Dans le texte de lecture sur la transition menée par la junte :
(a) Quel mot l'auteur juge-t-il faible ?
(b) Combien d'enfants de la même famille sont décédés, et à cause de quoi ?
(c) Avec qui la junte gagnerait-elle à fixer les termes de la transition ?

> [Texte de lecture]:
++++++++
Le mot déception est faible. C’est le désenchantement pour tout le monde. Personne ne peut être contre des mesures salutaires comme la moralisation de la vie publique, le combat contre l’impunité ou la récupération du patrimoine de l’Etat. C’est la méthode et les procédures qui nous ramènent à une forme de « démocrature ». Même un élu a besoin de la légitimité populaire ! Il y a eu des pertes en vies humaines pour ce qui n’était même pas une manifestation pacifique comme à l’accoutumée. La dernière actualité des 3 enfants de la même famille décédés à cause d’un insecticide en vente libre me laisse sans voix. Pas de communication, de démission, de sanction, de ratissage… Jusqu’au prochain scandale ? Des personnes emprisonnées en dehors des procédures judiciaires idoines depuis plusieurs mois, etc. La déclaration des biens qui appuierait l’esprit de la Crief. Que dire de la sécurité des personnes et des biens ! L’emploi promis aux jeunes !
Au plan politique, que doit faire la junte ?
Au risque de me répéter, la junte devrait savoir que la transition est éminemment politique et qu’elle ne devrait rien décider de façon unilatérale. Elle gagnerait à fixer les termes de la transition avec la classe politique pour un retour à l’ordre constitutionnel. Sinon le pays va s’enfoncer dans une crise sans fin : violence politique que personne ne souhaite, fuite des investisseurs par manque d’attractivité, confiance rompue entre le CNRD et les populations… Autant de raisons qui devraient amener tout le monde à la raison. Une transition apaisée et réussie ne se décrète pas.
Comment sortir de la crise ?
++++++++
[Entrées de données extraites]
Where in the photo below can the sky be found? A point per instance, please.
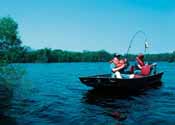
(77, 25)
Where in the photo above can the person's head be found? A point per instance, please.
(117, 55)
(141, 56)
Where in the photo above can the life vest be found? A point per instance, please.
(119, 63)
(140, 62)
(146, 69)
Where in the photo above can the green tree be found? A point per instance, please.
(9, 38)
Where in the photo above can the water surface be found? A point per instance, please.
(51, 94)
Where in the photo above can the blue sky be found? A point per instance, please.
(78, 25)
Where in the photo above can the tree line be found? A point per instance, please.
(12, 50)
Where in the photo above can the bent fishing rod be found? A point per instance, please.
(132, 39)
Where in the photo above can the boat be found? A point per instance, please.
(106, 81)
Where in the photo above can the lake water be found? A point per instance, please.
(51, 94)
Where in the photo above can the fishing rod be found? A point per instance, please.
(132, 39)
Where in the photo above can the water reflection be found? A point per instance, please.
(120, 104)
(5, 104)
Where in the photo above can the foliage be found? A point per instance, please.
(10, 51)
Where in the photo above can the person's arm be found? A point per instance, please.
(118, 68)
(139, 66)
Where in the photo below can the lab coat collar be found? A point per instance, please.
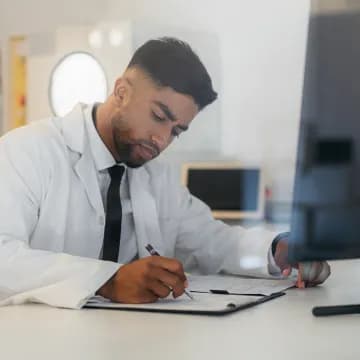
(147, 227)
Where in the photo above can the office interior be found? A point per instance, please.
(254, 51)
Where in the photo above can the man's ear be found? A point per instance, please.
(122, 92)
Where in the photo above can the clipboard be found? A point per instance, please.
(204, 304)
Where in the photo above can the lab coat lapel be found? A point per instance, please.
(145, 212)
(73, 126)
(85, 169)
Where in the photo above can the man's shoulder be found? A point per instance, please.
(42, 130)
(158, 168)
(38, 137)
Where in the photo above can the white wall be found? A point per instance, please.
(262, 52)
(42, 16)
(262, 45)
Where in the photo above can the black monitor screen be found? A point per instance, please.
(226, 189)
(326, 209)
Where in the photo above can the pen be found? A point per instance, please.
(153, 252)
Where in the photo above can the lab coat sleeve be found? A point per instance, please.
(26, 274)
(212, 246)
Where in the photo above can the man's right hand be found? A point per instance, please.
(145, 280)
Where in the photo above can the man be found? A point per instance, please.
(65, 235)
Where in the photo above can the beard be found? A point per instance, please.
(130, 151)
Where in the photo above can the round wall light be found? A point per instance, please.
(77, 77)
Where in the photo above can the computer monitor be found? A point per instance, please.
(231, 190)
(326, 205)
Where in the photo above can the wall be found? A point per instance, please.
(261, 56)
(42, 16)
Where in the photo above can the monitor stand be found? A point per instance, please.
(336, 310)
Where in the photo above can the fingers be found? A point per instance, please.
(170, 280)
(172, 265)
(286, 271)
(313, 273)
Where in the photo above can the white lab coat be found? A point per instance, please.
(52, 219)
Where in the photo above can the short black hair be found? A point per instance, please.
(171, 62)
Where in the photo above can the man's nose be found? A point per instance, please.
(161, 139)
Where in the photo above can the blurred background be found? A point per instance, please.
(52, 52)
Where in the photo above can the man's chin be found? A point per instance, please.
(136, 164)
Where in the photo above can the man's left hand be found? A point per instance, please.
(309, 273)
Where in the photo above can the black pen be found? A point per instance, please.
(153, 252)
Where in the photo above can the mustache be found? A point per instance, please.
(150, 145)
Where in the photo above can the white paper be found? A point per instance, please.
(238, 285)
(201, 302)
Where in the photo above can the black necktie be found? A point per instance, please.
(113, 216)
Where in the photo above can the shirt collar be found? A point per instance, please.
(101, 154)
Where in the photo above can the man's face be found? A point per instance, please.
(147, 118)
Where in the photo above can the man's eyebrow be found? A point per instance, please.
(183, 127)
(166, 110)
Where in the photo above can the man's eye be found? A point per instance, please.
(176, 133)
(158, 118)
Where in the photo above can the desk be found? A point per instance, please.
(280, 329)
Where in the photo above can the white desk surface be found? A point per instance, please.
(280, 329)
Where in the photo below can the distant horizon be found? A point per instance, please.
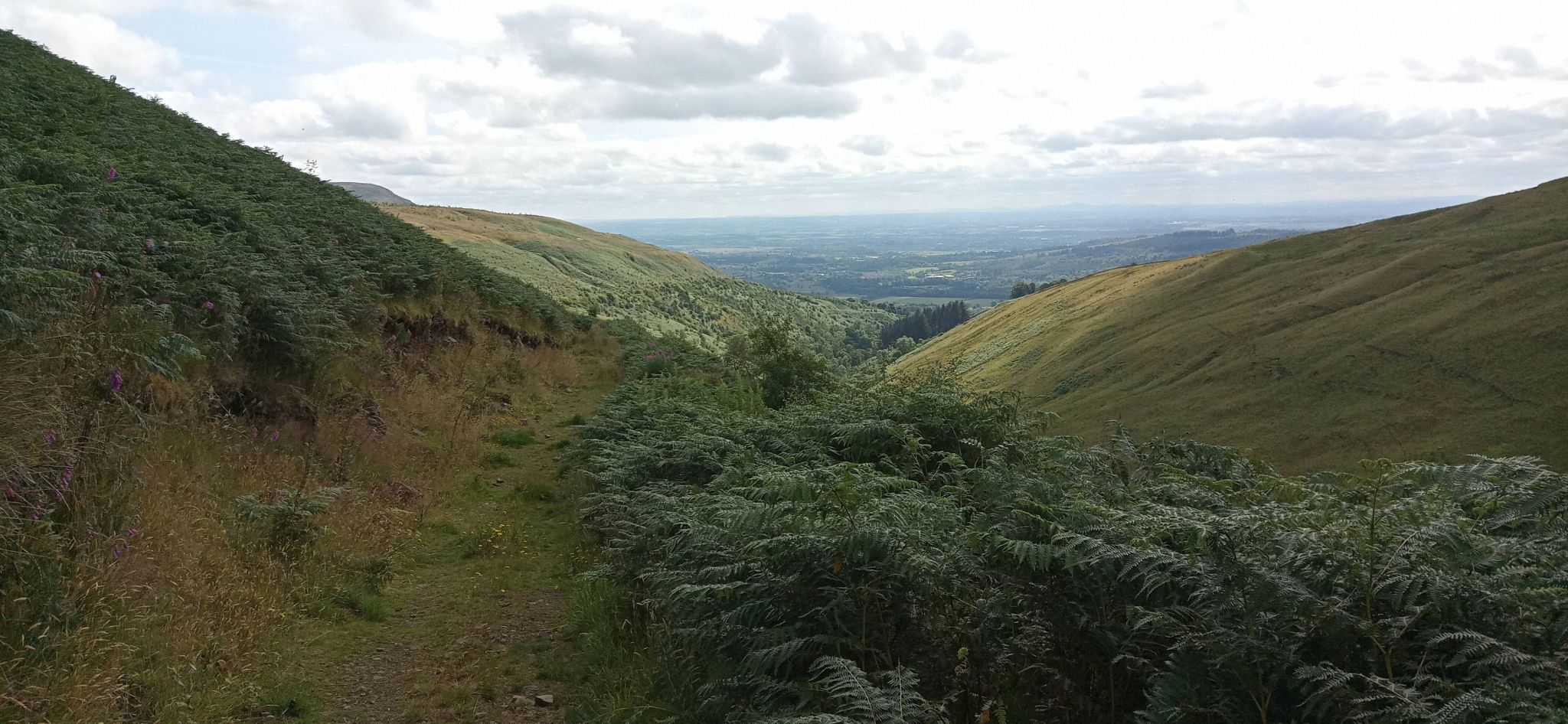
(1041, 209)
(616, 110)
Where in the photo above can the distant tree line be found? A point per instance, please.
(1023, 289)
(926, 323)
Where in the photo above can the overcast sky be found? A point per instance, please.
(707, 107)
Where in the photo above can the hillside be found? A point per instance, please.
(372, 193)
(1430, 334)
(231, 399)
(618, 278)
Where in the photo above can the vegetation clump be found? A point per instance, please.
(926, 323)
(910, 553)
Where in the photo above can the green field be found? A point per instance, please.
(932, 302)
(1432, 334)
(618, 278)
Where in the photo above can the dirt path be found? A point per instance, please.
(477, 602)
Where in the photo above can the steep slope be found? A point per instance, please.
(613, 276)
(372, 193)
(1439, 333)
(230, 396)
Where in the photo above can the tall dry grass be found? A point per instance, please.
(140, 595)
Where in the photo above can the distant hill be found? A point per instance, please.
(1418, 336)
(1071, 262)
(372, 193)
(618, 278)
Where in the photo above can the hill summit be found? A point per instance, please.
(1416, 336)
(372, 193)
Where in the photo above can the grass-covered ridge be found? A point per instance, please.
(231, 396)
(190, 242)
(618, 278)
(1419, 336)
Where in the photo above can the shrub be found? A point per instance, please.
(857, 556)
(287, 520)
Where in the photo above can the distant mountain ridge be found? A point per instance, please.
(1426, 334)
(618, 278)
(372, 193)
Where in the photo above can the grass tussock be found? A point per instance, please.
(167, 577)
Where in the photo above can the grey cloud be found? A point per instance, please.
(623, 103)
(1321, 122)
(1308, 122)
(753, 101)
(769, 151)
(361, 119)
(869, 145)
(661, 57)
(1174, 91)
(655, 55)
(819, 57)
(957, 46)
(1048, 142)
(1512, 63)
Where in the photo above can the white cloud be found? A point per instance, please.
(632, 107)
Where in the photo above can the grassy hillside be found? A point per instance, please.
(231, 393)
(1430, 334)
(613, 276)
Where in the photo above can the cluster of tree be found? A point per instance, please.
(911, 553)
(1024, 289)
(926, 323)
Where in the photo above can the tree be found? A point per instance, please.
(778, 364)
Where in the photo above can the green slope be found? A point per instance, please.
(615, 276)
(1439, 333)
(193, 240)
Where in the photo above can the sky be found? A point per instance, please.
(649, 109)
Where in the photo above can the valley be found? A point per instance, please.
(278, 448)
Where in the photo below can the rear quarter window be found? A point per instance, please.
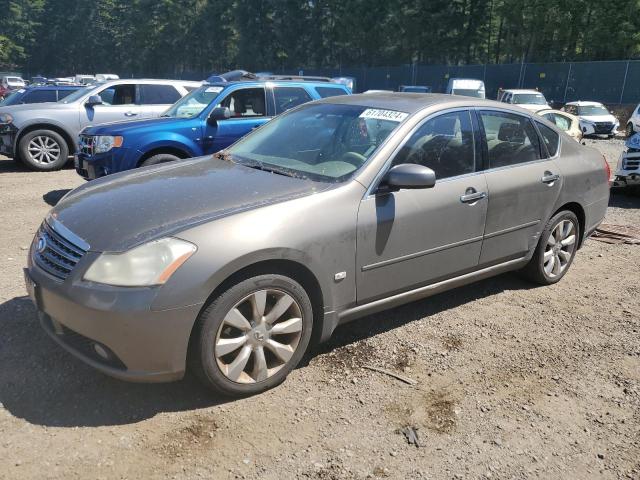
(550, 138)
(325, 92)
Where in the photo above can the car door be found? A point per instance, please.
(523, 185)
(119, 102)
(410, 238)
(249, 110)
(156, 98)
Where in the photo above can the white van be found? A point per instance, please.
(469, 87)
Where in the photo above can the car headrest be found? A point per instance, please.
(511, 132)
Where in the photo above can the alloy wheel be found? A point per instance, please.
(258, 336)
(559, 249)
(43, 150)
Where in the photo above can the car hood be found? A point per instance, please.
(134, 126)
(119, 212)
(534, 107)
(598, 118)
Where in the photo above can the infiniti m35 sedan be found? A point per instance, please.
(232, 264)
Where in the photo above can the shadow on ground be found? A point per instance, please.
(45, 385)
(621, 199)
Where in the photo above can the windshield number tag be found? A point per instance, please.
(378, 114)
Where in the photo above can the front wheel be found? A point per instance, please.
(43, 150)
(555, 250)
(252, 336)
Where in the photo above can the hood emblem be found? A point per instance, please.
(41, 245)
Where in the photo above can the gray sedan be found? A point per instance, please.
(339, 208)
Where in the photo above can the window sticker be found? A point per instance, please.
(378, 114)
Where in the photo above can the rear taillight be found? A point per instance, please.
(607, 169)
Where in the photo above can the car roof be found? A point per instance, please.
(414, 102)
(581, 103)
(520, 90)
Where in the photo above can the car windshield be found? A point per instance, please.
(324, 142)
(78, 94)
(467, 92)
(192, 104)
(12, 99)
(529, 99)
(593, 110)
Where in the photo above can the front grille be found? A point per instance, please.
(631, 163)
(86, 144)
(603, 127)
(55, 254)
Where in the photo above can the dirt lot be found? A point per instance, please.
(514, 381)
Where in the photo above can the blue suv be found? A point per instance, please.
(205, 121)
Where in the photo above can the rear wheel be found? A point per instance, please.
(159, 158)
(43, 150)
(251, 337)
(555, 250)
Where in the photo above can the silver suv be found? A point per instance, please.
(44, 135)
(333, 210)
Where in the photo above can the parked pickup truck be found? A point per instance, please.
(207, 120)
(43, 135)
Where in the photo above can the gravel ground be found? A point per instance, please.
(513, 381)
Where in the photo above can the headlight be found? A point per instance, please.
(150, 264)
(104, 143)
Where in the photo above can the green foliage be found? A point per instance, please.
(172, 37)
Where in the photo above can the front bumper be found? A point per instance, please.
(113, 329)
(99, 165)
(7, 140)
(628, 170)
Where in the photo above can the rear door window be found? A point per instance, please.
(158, 94)
(511, 139)
(39, 96)
(288, 97)
(550, 138)
(326, 92)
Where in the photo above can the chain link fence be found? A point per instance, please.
(611, 82)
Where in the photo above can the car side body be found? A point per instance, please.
(184, 136)
(355, 246)
(39, 94)
(60, 123)
(593, 116)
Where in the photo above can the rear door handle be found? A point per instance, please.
(472, 196)
(549, 177)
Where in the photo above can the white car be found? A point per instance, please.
(12, 83)
(628, 169)
(593, 115)
(530, 99)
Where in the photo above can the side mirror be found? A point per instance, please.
(219, 113)
(93, 100)
(409, 176)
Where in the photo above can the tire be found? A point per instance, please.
(43, 150)
(548, 268)
(159, 158)
(230, 343)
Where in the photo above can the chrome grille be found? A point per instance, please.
(55, 254)
(86, 144)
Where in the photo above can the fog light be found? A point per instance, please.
(101, 351)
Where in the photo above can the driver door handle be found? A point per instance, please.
(550, 177)
(471, 196)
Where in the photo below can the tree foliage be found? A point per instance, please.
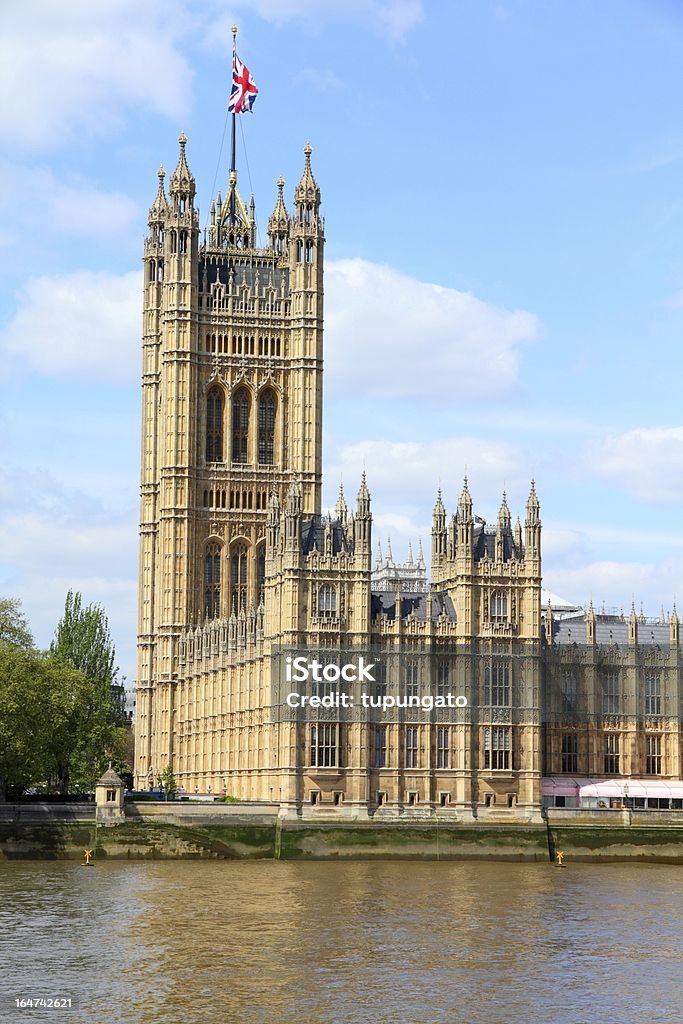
(13, 626)
(60, 712)
(83, 639)
(167, 781)
(41, 711)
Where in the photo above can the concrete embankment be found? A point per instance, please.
(196, 832)
(623, 835)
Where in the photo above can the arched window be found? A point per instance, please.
(260, 574)
(241, 425)
(499, 607)
(327, 601)
(214, 425)
(239, 578)
(266, 427)
(212, 582)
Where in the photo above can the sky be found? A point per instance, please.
(503, 189)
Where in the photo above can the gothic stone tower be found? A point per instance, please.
(231, 415)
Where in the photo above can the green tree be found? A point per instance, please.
(13, 626)
(83, 641)
(41, 709)
(168, 782)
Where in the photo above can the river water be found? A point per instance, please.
(270, 942)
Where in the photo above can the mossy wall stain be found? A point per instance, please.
(662, 845)
(136, 840)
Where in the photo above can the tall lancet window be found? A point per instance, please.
(266, 427)
(212, 582)
(241, 425)
(260, 574)
(214, 425)
(239, 578)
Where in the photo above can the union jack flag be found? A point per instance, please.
(244, 88)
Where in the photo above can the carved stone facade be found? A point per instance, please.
(237, 561)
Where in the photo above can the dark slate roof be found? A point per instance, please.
(484, 545)
(312, 536)
(386, 602)
(609, 630)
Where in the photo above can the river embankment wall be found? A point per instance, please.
(255, 830)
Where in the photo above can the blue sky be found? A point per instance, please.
(503, 192)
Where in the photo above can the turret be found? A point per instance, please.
(633, 625)
(674, 628)
(532, 525)
(273, 521)
(293, 517)
(306, 236)
(279, 222)
(503, 528)
(465, 522)
(363, 520)
(438, 530)
(341, 508)
(182, 187)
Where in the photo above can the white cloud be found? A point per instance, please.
(92, 213)
(68, 207)
(410, 472)
(645, 462)
(82, 324)
(77, 66)
(376, 317)
(616, 584)
(389, 335)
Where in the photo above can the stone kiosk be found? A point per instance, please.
(109, 798)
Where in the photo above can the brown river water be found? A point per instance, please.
(270, 942)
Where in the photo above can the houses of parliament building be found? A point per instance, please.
(238, 563)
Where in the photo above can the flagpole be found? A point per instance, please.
(232, 168)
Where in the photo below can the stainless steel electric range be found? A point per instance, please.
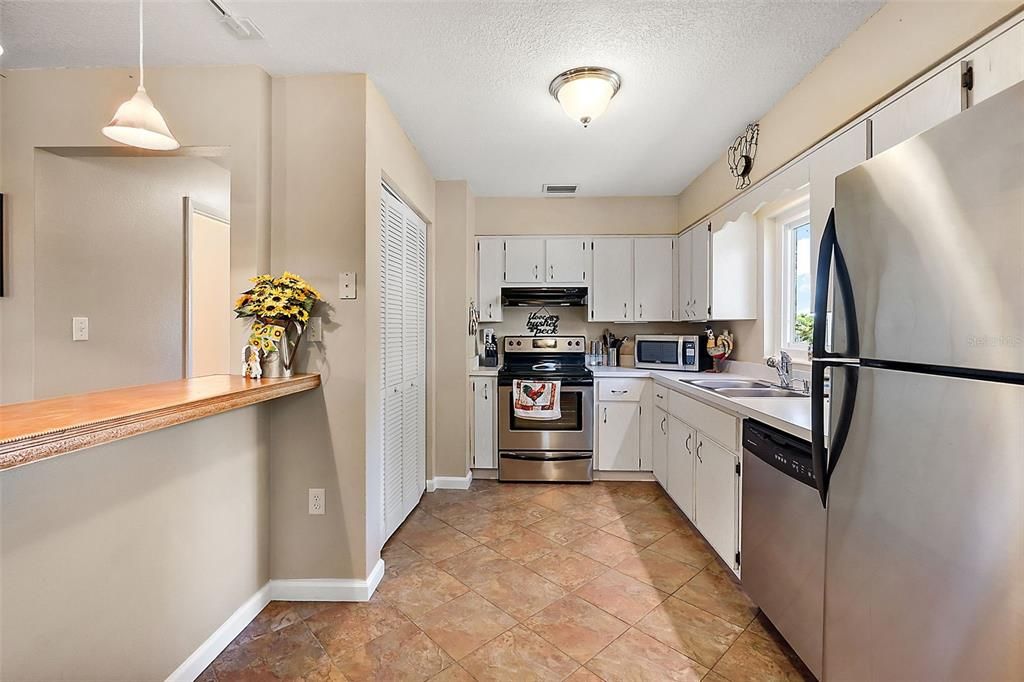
++++++++
> [Zone de réponse]:
(a) Le mot « déception ».
(b) Trois enfants, à cause d'un insecticide en vente libre.
(c) Avec la classe politique, pour un retour à l'ordre constitutionnel.